--- DATA FOR PROCESSING ---
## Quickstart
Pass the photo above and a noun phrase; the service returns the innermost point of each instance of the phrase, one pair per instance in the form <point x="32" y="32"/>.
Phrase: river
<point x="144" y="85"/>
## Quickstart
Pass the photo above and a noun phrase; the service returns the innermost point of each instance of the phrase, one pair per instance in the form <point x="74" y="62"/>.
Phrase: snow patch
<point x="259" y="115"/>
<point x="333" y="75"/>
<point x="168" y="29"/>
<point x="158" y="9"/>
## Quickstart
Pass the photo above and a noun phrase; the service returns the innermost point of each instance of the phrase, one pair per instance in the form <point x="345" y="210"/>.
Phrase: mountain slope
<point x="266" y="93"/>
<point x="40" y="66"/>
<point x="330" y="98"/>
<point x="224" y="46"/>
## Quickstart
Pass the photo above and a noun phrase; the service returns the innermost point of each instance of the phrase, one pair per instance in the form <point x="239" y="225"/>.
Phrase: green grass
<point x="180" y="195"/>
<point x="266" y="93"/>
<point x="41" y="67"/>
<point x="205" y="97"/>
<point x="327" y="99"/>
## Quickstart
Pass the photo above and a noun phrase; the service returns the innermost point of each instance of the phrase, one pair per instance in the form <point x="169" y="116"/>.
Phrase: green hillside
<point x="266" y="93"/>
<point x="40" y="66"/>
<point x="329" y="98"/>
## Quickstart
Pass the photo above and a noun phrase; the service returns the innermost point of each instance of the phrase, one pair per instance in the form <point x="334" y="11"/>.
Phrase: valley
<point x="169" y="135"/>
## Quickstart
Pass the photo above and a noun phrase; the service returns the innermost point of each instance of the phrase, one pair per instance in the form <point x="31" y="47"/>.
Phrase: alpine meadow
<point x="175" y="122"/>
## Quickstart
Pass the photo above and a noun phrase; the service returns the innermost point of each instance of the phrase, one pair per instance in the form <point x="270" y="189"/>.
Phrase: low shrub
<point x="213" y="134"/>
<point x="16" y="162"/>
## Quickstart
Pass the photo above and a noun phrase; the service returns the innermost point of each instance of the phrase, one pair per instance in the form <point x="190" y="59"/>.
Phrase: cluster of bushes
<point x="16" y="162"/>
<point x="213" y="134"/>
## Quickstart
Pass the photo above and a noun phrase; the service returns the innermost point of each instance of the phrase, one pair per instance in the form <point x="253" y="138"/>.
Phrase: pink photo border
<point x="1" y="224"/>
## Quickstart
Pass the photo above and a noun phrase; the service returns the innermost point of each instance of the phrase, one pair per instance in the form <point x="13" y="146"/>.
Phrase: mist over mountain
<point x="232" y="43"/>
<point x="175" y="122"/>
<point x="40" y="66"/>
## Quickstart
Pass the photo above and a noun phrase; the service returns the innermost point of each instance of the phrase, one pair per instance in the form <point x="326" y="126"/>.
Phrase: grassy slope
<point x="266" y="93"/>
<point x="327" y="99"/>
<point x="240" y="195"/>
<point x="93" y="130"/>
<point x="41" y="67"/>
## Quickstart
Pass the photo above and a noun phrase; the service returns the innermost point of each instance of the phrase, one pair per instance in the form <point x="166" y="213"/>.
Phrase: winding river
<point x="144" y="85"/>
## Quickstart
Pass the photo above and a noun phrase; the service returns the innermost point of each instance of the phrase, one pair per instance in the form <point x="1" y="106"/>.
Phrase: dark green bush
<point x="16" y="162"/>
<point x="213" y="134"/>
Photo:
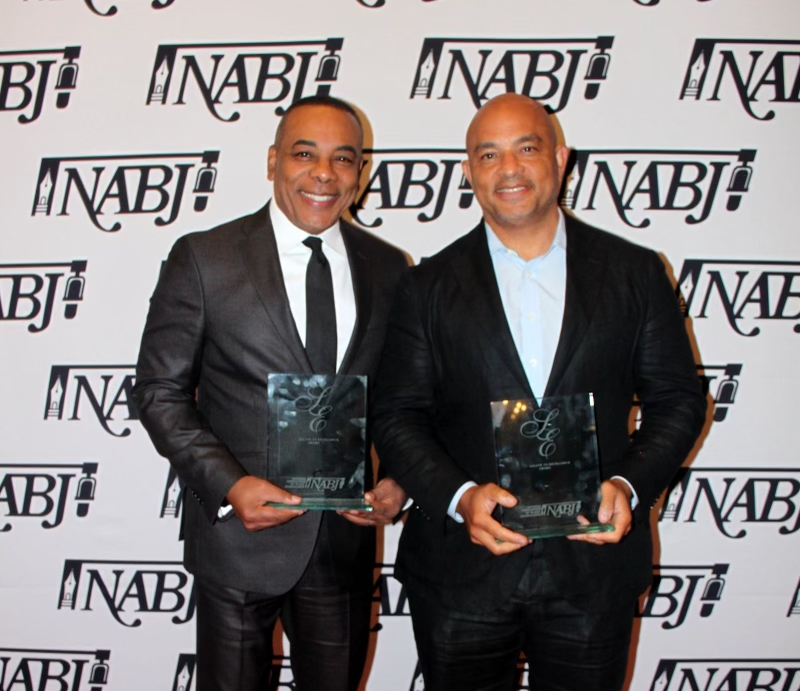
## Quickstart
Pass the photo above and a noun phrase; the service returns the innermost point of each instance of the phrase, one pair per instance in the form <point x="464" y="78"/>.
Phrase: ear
<point x="272" y="156"/>
<point x="562" y="156"/>
<point x="467" y="171"/>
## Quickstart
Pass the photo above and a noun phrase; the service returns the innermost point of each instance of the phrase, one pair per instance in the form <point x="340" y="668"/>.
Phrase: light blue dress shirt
<point x="533" y="294"/>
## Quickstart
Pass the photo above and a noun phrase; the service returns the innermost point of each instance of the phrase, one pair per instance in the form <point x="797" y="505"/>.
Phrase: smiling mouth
<point x="319" y="198"/>
<point x="511" y="190"/>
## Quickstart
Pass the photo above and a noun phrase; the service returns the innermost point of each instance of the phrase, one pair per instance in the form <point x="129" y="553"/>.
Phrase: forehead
<point x="511" y="120"/>
<point x="323" y="125"/>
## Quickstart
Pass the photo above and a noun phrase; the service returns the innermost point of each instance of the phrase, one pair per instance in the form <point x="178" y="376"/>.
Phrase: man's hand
<point x="386" y="501"/>
<point x="248" y="497"/>
<point x="476" y="506"/>
<point x="615" y="508"/>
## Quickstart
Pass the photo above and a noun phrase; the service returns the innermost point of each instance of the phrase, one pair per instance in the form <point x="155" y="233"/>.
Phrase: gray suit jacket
<point x="219" y="322"/>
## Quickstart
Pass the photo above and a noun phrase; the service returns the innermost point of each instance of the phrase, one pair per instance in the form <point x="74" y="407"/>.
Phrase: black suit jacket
<point x="449" y="353"/>
<point x="219" y="323"/>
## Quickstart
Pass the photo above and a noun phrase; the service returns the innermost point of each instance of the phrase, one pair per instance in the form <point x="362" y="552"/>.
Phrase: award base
<point x="323" y="504"/>
<point x="563" y="530"/>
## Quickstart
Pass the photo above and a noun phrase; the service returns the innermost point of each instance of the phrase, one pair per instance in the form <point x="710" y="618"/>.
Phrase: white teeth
<point x="319" y="197"/>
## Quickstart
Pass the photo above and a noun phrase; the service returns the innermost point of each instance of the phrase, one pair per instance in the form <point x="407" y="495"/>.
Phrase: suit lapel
<point x="362" y="288"/>
<point x="585" y="274"/>
<point x="260" y="254"/>
<point x="475" y="273"/>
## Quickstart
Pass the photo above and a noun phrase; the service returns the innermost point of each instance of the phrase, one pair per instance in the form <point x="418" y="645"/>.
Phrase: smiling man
<point x="290" y="288"/>
<point x="531" y="303"/>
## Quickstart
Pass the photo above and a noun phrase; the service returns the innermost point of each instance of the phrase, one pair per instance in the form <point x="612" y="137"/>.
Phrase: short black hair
<point x="317" y="100"/>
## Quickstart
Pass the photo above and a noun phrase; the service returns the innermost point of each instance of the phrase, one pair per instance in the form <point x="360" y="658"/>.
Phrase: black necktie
<point x="320" y="310"/>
---
Omit pictures; set down the rest of the material word for word.

FINISHED TASK:
## Quickstart
Pass the photo above and a noun phrase; the service returns the innermost point of each instance of the phrase, one pair per instance in the form <point x="32" y="32"/>.
Phrase: river
<point x="144" y="85"/>
## Quickstart
Pass the photo above and a noun phrase; the service returns the innermost point of each instance of the phrase, one pair per instance in the form <point x="74" y="62"/>.
Phrase: snow patch
<point x="259" y="115"/>
<point x="333" y="75"/>
<point x="168" y="29"/>
<point x="158" y="9"/>
## Quickstart
Pass the photo above and a noun phrase; the service returns the innermost point of each instance of the phrase, one pair per instance in the form <point x="345" y="210"/>.
Phrase: mountain slope
<point x="266" y="93"/>
<point x="40" y="66"/>
<point x="330" y="98"/>
<point x="224" y="46"/>
## Quickstart
Pass the photo above and a noun phrase; the service returns the innermost point of each instance of the phrase, one pair per instance in the form <point x="239" y="225"/>.
Phrase: green grass
<point x="180" y="195"/>
<point x="266" y="93"/>
<point x="41" y="67"/>
<point x="205" y="97"/>
<point x="327" y="99"/>
## Quickstart
Pass the photo above and a noun phrase; the service returns the innermost point of each instance of the phrase, one pair per instance in the form <point x="169" y="116"/>.
Phrase: green hillside
<point x="266" y="93"/>
<point x="40" y="66"/>
<point x="329" y="98"/>
## Quickstart
Pass the photo above and a noun phrase; the service returns the innermost point of each instance of the phrase, one pair per instance in the form <point x="334" y="11"/>.
Phrase: valley
<point x="169" y="135"/>
## Quickstart
Pass the photo above and a noun phrase; the service returns the innermost point of each instance of the phrase, one pair per instance in the form <point x="31" y="47"/>.
Phrase: alpine meadow
<point x="175" y="122"/>
## Quickstart
Pass the photo above and a noun phrase; the service returns the innermost point of each instance of the phrase, one pair per instance in the form <point x="270" y="189"/>.
Phrase: low shrub
<point x="213" y="134"/>
<point x="16" y="162"/>
## Quickstart
Pass the photo above and a noun phrase; the service returns the innermost point of each instance of the phrase, one pair per instance in the form <point x="190" y="59"/>.
Phrase: cluster of bushes
<point x="16" y="162"/>
<point x="213" y="134"/>
## Quickstart
Pass the photo above and a noun phrase; the service returns the innermost point of each instance of the phrase, one pair per instance in the form <point x="253" y="138"/>.
Phrase: pink photo border
<point x="1" y="224"/>
## Quickstart
Pass the photo above and a noun phrase; the service returns the innermost point of each instance of the phrase, one pair per instance in the form <point x="13" y="146"/>.
Phrase: mist over mountain
<point x="232" y="43"/>
<point x="175" y="122"/>
<point x="40" y="66"/>
## Quickstart
Pass the photo above and a noun phrase; the service returns the innermost point of each instance of the phrase, one pair per instance in the form <point x="326" y="126"/>.
Phrase: grassy slope
<point x="266" y="93"/>
<point x="327" y="99"/>
<point x="240" y="195"/>
<point x="93" y="130"/>
<point x="41" y="67"/>
## Quickstart
Pass the photo above and a noun phrase; the service returns the innermost point of each instance of the phrase, one pair per instance in the form <point x="166" y="213"/>.
Phrase: winding river
<point x="144" y="85"/>
## Quickstart
Pass the photo above and a noun phrase; the service returns the innermost point of each instance of the phrase, one pair per instance in the form <point x="1" y="106"/>.
Phrase: dark green bush
<point x="16" y="162"/>
<point x="213" y="134"/>
Photo:
## Quickstart
Pass the photo above and a noun phrase; the service returns the innermost point of each instance of the phrase, one pair per instance in the form <point x="464" y="78"/>.
Phrase: ear
<point x="272" y="156"/>
<point x="562" y="156"/>
<point x="467" y="171"/>
## Quickstart
Pass the photo above and a noun phrase; the service returns the innermost point of each instance of the phrase, one pair per instance in the form <point x="340" y="668"/>.
Phrase: light blue dress shirt
<point x="533" y="294"/>
## Quickstart
Pass the photo above and a noun phrase; the service returns the innermost point of each instance of the phrase, one pair per instance in the form <point x="797" y="505"/>.
Phrase: smiling mouth
<point x="319" y="198"/>
<point x="511" y="190"/>
## Quickstart
Pass the photo above and a noun phrase; the service returns the innermost point of each instance of the phrase, one pair per instance in the form <point x="129" y="553"/>.
Phrase: forehead
<point x="511" y="120"/>
<point x="323" y="125"/>
## Quickstart
Pass the photo above and a noun phrase; the service returns the innermost point of each instance of the phrase, one pair per instance in the form <point x="178" y="376"/>.
Phrase: man's hand
<point x="386" y="501"/>
<point x="248" y="497"/>
<point x="476" y="506"/>
<point x="615" y="508"/>
## Quickstart
Pass the photo above and a noun phrase; the service returns the innermost point of each instance of the phrase, one pair per instance in the form <point x="155" y="233"/>.
Phrase: gray suit jacket
<point x="219" y="322"/>
## Quickstart
Pass the photo above and a noun phrase; the service returns the innermost point of each instance of the phrase, one pair per instance in the form <point x="74" y="407"/>.
Phrase: black suit jacket
<point x="449" y="353"/>
<point x="219" y="323"/>
## Quickstart
Pass the photo above and a noun phrase; the service returns the innermost point of each instance of the phrase, one pair per instance in the form <point x="362" y="552"/>.
Phrase: award base
<point x="323" y="504"/>
<point x="563" y="530"/>
## Quickstart
Pass the photo above and a noun phrase; the service returns the innermost point of each instance of the phrase, one pair per instance in the form <point x="710" y="618"/>.
Phrase: white teeth
<point x="319" y="197"/>
## Quickstart
Pass the photo above and a noun phrase; the service returns the innermost point of each instance of the phrase, one pair per instance in the form <point x="407" y="495"/>.
Phrase: suit lapel
<point x="362" y="288"/>
<point x="585" y="274"/>
<point x="260" y="254"/>
<point x="475" y="273"/>
## Quickstart
Pass the photo above and a noun phrase; the service returns the innermost point of each instance of the phrase, one pair per instance in the form <point x="418" y="645"/>.
Phrase: smiling man
<point x="290" y="288"/>
<point x="531" y="303"/>
## Quickstart
Pass the photo above and a noun phrase; the service returns the innermost point of each instance of the phrase, one pair per instance in the form <point x="612" y="137"/>.
Phrase: short black hair
<point x="317" y="100"/>
## Quickstart
Pass the photo above and a noun phrase; the service returns the innermost point of each instance of the phrase, one pair per instance in the form <point x="360" y="658"/>.
Phrase: black necktie
<point x="320" y="310"/>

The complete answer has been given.